Data drawn from a collection
::::
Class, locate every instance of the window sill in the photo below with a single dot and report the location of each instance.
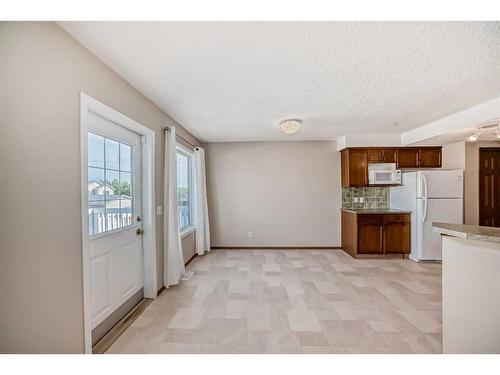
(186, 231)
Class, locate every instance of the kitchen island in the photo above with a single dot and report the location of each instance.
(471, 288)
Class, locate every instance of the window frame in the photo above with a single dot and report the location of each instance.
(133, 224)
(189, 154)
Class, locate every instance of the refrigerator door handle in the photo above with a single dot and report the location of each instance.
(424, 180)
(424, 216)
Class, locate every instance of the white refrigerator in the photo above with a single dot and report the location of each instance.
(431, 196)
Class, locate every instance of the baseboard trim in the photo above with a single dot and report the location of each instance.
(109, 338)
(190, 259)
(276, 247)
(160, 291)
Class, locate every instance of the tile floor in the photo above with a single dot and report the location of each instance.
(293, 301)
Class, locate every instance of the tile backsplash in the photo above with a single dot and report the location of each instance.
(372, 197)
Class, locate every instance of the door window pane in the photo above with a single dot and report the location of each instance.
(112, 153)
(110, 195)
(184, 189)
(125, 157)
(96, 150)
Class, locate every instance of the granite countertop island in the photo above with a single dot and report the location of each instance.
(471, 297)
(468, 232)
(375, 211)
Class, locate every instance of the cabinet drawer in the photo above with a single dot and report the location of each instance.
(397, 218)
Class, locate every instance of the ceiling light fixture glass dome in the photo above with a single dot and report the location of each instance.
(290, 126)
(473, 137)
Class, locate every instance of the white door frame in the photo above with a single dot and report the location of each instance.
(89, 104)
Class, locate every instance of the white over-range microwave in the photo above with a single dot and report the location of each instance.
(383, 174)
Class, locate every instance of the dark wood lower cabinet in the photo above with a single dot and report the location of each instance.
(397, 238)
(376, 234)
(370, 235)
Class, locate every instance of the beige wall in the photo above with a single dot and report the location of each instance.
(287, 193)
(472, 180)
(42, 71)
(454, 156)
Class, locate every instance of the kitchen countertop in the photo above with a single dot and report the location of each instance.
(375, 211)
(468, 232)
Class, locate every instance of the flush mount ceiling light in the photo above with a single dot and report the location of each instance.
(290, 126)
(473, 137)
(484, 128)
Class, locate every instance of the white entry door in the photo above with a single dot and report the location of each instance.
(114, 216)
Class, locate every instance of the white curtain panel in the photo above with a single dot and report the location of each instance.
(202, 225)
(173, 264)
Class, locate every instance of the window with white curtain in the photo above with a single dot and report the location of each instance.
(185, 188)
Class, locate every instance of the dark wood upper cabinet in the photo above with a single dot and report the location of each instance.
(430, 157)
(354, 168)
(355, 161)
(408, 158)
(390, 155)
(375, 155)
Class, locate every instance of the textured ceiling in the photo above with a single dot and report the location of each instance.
::::
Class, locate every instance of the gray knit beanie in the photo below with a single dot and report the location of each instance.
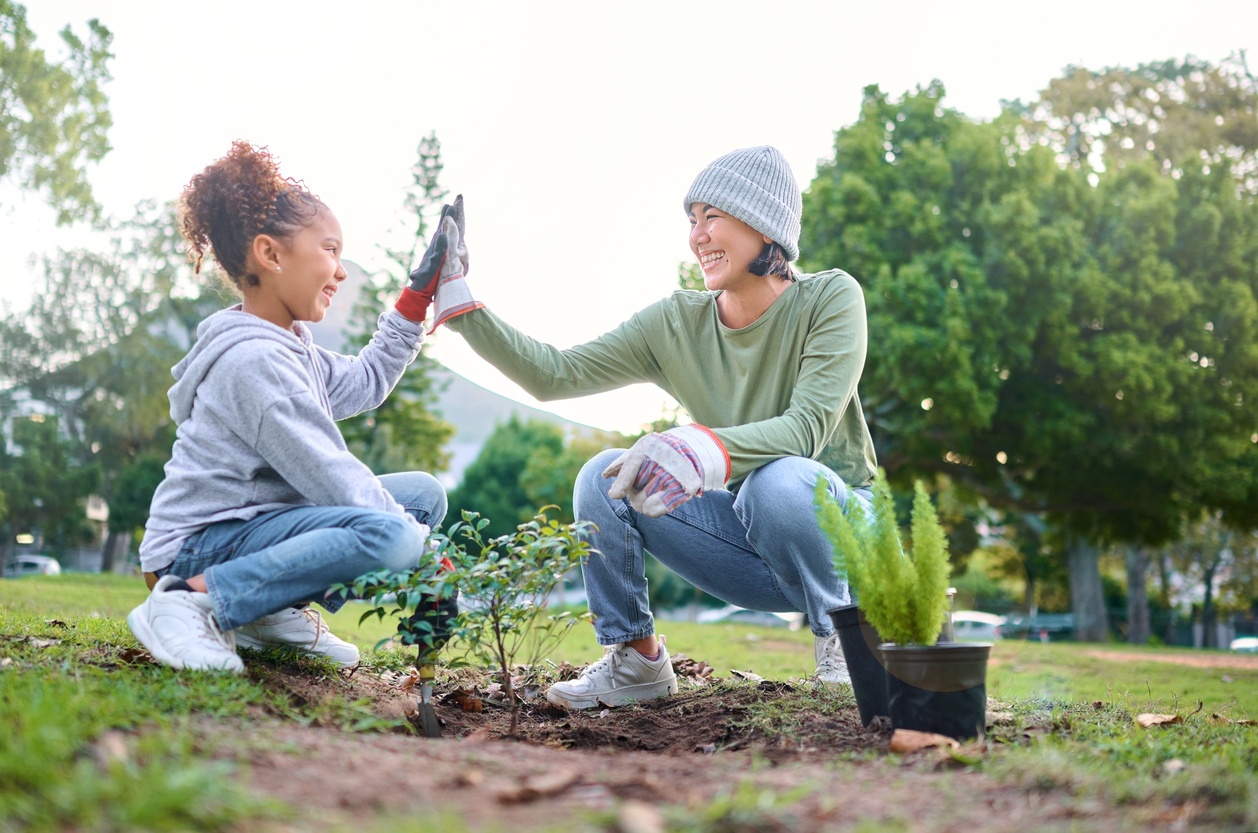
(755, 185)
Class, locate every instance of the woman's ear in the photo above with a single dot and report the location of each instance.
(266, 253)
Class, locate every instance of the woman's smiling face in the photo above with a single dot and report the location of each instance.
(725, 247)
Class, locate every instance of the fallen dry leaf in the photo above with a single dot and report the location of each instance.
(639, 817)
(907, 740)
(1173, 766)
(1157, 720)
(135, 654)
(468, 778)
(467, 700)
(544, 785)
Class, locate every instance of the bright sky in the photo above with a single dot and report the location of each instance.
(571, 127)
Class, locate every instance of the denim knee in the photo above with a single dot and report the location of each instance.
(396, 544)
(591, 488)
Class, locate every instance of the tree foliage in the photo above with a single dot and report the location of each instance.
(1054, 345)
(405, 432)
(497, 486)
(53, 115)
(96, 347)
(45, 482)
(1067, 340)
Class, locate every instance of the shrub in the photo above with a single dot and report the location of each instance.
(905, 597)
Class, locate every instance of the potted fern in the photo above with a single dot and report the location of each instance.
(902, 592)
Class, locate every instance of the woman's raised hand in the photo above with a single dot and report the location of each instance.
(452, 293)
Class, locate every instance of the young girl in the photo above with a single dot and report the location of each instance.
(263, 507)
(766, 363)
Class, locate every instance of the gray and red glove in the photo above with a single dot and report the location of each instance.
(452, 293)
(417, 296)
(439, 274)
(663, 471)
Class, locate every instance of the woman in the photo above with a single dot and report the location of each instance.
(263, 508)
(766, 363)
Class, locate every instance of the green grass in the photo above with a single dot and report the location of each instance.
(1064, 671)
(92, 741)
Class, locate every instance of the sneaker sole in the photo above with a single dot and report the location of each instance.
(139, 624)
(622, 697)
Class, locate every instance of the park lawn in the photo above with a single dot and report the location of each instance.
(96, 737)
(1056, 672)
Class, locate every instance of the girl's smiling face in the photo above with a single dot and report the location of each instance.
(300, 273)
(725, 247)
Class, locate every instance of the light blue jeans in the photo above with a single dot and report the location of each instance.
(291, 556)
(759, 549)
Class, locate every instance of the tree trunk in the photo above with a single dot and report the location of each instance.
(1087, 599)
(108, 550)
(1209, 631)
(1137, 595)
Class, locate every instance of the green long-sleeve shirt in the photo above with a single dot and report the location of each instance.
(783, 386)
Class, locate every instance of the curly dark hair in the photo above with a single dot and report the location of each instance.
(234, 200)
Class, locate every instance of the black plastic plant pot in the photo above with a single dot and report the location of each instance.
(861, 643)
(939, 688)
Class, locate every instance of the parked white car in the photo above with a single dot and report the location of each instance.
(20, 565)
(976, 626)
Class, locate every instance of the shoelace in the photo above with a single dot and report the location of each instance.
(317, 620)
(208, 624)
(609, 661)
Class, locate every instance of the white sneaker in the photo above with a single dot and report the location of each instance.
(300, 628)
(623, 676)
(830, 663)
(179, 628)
::::
Format the lines of the data starting at the line containing "Class, locate every instance of the beige" and ending at the line containing "Class, locate every instance of the textured" as a JSON list of strings, one string per line, with blank lines omitted.

[
  "Class, locate every instance of the beige wall in the photo above with a single dot and report the location of each instance.",
  "(287, 193)",
  "(472, 180)",
  "(42, 71)",
  "(454, 156)",
  "Class, locate every instance of the kitchen countertop in the photo above with a single dot and report the location of each instance.",
  "(375, 211)",
  "(468, 232)",
  "Class, locate every instance of the flush mount ceiling light in the photo above with a single dot and report the location of each instance.",
  "(290, 126)",
  "(473, 137)",
  "(484, 128)",
  "Class, locate every instance of the white entry door in the photo above with a single dot and report the location of each instance.",
  "(114, 216)",
  "Class, locate every instance of the white curtain panel in the photo above with a single dot and report the location of each instance.",
  "(202, 225)",
  "(173, 264)",
  "Class, locate every instance of the window with white curtain in the photo above with a single dot and report the location of each instance.",
  "(185, 188)",
  "Class, locate every instance of the dark wood upper cabinet in the photo above with a single dot and report the location of each instance.",
  "(430, 157)",
  "(354, 168)",
  "(355, 161)",
  "(408, 158)",
  "(390, 155)",
  "(375, 155)",
  "Class, locate every instance of the textured ceiling in the photo above with a single dot and report the location of each instance."
]